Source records
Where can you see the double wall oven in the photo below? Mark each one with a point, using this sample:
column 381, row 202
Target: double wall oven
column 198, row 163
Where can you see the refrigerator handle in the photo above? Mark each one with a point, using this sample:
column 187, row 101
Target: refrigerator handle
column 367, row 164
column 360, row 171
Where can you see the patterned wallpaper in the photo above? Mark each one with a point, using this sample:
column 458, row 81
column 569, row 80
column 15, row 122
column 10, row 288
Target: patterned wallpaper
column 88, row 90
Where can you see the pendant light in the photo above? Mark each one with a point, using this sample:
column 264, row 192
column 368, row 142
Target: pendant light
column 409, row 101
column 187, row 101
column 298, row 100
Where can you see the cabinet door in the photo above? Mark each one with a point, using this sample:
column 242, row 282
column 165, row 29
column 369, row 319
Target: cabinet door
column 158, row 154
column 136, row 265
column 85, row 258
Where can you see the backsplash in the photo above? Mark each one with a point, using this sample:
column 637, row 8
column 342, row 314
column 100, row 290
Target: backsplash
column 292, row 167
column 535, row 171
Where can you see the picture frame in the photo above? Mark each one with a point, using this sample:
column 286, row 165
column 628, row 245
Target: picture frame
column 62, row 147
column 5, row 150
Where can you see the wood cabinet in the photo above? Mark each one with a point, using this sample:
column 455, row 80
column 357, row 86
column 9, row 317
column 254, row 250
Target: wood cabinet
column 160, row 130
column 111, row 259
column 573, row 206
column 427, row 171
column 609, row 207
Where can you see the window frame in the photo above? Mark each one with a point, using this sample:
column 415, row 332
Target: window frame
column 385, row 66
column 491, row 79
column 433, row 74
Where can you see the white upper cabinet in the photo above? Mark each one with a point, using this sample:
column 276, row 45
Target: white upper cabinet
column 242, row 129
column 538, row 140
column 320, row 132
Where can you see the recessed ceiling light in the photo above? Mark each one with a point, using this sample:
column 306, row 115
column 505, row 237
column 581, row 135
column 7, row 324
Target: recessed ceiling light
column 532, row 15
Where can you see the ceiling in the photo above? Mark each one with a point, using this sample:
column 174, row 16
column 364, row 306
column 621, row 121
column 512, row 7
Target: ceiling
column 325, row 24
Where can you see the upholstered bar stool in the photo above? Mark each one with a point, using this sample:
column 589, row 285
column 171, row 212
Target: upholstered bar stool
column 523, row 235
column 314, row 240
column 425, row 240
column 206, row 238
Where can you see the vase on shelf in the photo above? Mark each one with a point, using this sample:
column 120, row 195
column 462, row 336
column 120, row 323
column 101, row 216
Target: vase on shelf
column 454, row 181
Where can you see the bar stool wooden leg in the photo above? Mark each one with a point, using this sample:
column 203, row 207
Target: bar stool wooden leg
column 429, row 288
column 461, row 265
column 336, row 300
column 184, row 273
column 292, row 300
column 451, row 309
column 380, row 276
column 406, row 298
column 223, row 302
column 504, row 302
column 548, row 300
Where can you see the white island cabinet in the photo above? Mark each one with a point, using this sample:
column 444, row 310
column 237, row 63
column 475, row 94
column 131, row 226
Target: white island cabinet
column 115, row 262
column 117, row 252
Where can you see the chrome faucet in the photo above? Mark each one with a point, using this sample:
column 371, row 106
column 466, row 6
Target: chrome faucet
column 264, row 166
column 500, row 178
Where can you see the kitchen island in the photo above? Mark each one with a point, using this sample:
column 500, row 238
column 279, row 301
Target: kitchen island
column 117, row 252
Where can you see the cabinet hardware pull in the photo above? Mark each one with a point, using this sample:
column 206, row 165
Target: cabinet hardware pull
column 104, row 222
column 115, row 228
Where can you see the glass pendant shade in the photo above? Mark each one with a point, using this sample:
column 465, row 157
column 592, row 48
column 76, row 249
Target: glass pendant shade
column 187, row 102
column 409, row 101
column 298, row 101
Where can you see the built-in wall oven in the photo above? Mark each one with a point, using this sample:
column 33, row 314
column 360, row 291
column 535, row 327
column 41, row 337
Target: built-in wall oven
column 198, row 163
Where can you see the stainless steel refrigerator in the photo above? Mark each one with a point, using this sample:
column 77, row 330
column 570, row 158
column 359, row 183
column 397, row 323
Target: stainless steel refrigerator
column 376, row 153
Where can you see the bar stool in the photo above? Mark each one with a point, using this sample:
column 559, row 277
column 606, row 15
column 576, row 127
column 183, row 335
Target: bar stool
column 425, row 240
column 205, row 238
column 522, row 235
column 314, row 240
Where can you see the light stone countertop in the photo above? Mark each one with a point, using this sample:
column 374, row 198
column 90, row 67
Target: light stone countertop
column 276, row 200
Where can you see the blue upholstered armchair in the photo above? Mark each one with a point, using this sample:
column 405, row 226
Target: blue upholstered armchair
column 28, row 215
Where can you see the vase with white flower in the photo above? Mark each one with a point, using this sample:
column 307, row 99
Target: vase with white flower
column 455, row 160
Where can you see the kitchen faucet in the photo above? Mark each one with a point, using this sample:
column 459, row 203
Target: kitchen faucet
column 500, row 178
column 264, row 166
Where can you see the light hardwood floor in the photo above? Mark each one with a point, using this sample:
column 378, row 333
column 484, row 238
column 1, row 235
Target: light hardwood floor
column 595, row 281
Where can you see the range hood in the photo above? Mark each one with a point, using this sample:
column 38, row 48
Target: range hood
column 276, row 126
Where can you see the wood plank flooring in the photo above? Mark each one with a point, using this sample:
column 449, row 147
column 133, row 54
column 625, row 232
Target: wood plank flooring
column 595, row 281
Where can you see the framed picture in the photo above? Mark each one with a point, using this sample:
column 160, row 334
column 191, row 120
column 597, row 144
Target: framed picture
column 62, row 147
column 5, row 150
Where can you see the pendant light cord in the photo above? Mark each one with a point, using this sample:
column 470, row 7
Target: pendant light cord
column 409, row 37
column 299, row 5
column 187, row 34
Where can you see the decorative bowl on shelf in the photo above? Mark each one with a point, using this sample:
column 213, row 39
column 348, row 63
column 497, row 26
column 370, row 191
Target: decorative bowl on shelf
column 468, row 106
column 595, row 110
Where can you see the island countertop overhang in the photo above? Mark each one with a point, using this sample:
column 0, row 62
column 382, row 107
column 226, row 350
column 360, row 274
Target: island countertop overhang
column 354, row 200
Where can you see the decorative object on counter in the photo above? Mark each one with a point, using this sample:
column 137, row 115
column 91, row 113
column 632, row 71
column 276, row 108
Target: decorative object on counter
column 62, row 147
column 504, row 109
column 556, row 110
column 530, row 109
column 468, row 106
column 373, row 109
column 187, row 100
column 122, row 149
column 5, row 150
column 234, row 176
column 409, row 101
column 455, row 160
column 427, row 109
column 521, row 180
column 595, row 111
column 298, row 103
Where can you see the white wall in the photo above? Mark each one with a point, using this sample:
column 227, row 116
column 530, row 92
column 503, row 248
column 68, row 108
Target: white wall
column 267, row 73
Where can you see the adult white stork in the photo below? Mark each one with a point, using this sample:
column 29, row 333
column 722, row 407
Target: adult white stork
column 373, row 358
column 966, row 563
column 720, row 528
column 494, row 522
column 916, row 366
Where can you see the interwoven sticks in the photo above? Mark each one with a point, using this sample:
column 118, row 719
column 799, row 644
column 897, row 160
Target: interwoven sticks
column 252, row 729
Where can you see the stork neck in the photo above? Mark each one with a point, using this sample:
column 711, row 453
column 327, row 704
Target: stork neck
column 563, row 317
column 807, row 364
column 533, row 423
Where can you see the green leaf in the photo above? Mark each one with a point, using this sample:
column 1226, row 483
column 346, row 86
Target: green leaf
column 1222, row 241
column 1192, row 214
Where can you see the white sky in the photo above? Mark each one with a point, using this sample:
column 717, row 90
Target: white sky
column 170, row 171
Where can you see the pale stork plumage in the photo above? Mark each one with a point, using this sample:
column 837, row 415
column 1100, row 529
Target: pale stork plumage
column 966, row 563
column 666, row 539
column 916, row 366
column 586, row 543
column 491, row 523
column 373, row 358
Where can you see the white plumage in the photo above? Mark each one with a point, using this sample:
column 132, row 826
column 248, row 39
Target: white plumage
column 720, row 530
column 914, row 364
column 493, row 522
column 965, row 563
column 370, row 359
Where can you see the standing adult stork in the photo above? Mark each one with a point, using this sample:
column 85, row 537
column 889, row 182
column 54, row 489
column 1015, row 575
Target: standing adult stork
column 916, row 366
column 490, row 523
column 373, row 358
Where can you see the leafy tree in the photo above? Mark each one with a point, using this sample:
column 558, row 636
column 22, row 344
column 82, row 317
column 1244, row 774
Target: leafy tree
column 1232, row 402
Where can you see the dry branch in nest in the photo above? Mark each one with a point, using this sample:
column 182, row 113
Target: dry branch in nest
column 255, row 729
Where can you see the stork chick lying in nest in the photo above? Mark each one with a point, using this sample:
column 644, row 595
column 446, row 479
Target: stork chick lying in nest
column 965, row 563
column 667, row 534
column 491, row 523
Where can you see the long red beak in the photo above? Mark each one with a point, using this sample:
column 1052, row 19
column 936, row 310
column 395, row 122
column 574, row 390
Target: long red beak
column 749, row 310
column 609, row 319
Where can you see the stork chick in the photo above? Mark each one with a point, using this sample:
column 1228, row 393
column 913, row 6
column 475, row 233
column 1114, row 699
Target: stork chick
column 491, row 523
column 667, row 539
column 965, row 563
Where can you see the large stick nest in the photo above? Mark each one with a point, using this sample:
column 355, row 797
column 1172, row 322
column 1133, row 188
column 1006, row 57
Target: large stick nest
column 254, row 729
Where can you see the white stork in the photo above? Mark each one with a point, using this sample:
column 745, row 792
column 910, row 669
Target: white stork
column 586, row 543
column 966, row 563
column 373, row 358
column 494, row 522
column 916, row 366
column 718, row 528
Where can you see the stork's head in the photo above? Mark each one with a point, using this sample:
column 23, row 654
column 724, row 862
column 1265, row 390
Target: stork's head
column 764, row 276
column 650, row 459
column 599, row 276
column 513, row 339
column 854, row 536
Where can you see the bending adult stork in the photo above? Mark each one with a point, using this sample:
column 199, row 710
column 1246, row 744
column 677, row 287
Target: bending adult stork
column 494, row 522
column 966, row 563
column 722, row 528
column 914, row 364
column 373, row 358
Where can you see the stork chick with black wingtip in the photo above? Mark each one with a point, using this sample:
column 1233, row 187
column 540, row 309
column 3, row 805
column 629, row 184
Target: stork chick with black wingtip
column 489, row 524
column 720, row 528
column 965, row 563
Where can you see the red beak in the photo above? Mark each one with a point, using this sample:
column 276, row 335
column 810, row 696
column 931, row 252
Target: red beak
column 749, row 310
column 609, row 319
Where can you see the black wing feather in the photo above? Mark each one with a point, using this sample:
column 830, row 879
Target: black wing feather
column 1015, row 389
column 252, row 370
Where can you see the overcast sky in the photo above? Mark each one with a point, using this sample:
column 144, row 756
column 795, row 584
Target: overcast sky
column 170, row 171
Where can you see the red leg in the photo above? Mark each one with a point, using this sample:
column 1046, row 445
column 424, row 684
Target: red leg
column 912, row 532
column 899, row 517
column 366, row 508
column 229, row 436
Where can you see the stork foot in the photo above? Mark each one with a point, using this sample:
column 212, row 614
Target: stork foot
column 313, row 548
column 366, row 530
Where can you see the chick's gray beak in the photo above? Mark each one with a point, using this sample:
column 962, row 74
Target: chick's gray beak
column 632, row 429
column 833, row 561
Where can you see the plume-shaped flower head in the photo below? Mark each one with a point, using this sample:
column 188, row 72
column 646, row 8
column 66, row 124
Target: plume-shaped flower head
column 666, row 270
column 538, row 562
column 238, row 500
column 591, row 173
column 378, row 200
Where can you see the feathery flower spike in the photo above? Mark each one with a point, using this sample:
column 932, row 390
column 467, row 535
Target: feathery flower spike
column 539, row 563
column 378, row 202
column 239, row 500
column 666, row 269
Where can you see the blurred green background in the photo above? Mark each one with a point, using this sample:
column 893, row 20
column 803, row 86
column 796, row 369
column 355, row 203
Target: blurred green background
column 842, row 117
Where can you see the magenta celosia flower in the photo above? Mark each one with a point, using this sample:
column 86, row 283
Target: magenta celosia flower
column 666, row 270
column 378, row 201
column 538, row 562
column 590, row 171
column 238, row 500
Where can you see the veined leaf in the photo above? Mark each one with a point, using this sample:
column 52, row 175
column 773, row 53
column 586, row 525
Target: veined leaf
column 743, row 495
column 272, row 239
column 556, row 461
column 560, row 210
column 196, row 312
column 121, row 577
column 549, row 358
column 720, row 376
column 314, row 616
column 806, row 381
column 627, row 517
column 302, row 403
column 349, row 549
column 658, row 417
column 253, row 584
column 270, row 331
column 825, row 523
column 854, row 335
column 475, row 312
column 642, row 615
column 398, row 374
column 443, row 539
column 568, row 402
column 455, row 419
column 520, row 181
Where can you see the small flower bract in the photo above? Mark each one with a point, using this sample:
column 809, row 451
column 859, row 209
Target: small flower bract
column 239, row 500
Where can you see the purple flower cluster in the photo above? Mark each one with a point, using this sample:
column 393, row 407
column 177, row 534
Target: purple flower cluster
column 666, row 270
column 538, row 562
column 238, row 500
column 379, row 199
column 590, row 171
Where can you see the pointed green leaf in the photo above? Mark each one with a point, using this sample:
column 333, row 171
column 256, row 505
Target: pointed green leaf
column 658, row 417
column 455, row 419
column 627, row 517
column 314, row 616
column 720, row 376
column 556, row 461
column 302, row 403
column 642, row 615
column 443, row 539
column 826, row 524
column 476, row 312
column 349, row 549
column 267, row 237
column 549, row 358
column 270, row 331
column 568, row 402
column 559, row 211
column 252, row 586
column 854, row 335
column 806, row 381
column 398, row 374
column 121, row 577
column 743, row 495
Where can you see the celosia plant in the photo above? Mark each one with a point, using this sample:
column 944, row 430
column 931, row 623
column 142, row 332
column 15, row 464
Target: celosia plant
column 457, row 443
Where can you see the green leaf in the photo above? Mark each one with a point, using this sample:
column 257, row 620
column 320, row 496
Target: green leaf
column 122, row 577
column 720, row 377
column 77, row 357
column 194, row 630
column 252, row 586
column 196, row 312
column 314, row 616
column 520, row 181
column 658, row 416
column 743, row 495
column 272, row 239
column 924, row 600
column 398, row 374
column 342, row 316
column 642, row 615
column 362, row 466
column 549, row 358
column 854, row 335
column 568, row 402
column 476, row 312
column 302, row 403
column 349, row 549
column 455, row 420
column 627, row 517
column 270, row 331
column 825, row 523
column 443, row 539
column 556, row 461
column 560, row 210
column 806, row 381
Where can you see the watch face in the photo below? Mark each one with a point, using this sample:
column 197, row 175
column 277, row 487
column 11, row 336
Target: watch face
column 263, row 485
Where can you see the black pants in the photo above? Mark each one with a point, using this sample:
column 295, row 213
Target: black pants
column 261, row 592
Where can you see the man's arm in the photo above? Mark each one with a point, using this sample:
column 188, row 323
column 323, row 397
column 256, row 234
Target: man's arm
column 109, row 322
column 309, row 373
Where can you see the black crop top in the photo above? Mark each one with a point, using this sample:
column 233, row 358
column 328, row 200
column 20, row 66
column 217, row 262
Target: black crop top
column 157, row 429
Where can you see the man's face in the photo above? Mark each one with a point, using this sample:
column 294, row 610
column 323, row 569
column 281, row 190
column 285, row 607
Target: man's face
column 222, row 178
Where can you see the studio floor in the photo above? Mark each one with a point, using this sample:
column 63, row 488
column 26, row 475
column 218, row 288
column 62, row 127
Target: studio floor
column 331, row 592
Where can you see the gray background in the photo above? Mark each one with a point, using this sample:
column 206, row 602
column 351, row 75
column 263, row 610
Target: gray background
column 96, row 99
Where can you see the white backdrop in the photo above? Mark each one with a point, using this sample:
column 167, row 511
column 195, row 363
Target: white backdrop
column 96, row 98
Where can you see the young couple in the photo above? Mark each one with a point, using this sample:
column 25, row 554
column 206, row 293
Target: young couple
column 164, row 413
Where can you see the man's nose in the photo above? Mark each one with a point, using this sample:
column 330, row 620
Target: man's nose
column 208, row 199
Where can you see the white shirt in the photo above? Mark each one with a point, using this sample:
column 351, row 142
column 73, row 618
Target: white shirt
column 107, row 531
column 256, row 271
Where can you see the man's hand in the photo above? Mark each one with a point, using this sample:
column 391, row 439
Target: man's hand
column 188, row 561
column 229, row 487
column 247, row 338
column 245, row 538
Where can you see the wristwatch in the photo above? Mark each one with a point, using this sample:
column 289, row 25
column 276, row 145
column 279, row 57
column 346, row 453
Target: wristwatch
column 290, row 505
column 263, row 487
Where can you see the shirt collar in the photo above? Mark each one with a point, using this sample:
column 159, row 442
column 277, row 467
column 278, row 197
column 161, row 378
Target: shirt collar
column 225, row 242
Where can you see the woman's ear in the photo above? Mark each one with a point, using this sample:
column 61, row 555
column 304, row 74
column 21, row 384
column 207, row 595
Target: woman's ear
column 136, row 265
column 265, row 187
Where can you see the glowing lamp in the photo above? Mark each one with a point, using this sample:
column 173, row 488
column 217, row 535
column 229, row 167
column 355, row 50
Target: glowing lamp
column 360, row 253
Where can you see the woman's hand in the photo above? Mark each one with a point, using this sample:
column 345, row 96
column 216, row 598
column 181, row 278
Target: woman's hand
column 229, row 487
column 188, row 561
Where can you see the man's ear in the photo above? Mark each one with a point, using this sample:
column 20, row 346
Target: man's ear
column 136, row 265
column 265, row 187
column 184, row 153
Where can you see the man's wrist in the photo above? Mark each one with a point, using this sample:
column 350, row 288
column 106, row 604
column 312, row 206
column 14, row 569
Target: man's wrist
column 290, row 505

§ Task
Copy the listing from its beginning through the line containing "column 88, row 90", replacing "refrigerator handle" with "fridge handle" and leaving everything else unchanged.

§ Exercise output
Where can you see the double wall oven in the photo below? Mark each one with a point, using this sample:
column 381, row 202
Target: double wall oven
column 198, row 163
Where can you see the fridge handle in the photo above? Mark each one with a point, using this sample:
column 187, row 101
Target: fridge handle
column 367, row 164
column 360, row 171
Where can you see the patterned wallpaper in the photo above? Mark each one with a point, using this sample:
column 458, row 81
column 569, row 80
column 15, row 122
column 10, row 288
Target: patterned wallpaper
column 88, row 90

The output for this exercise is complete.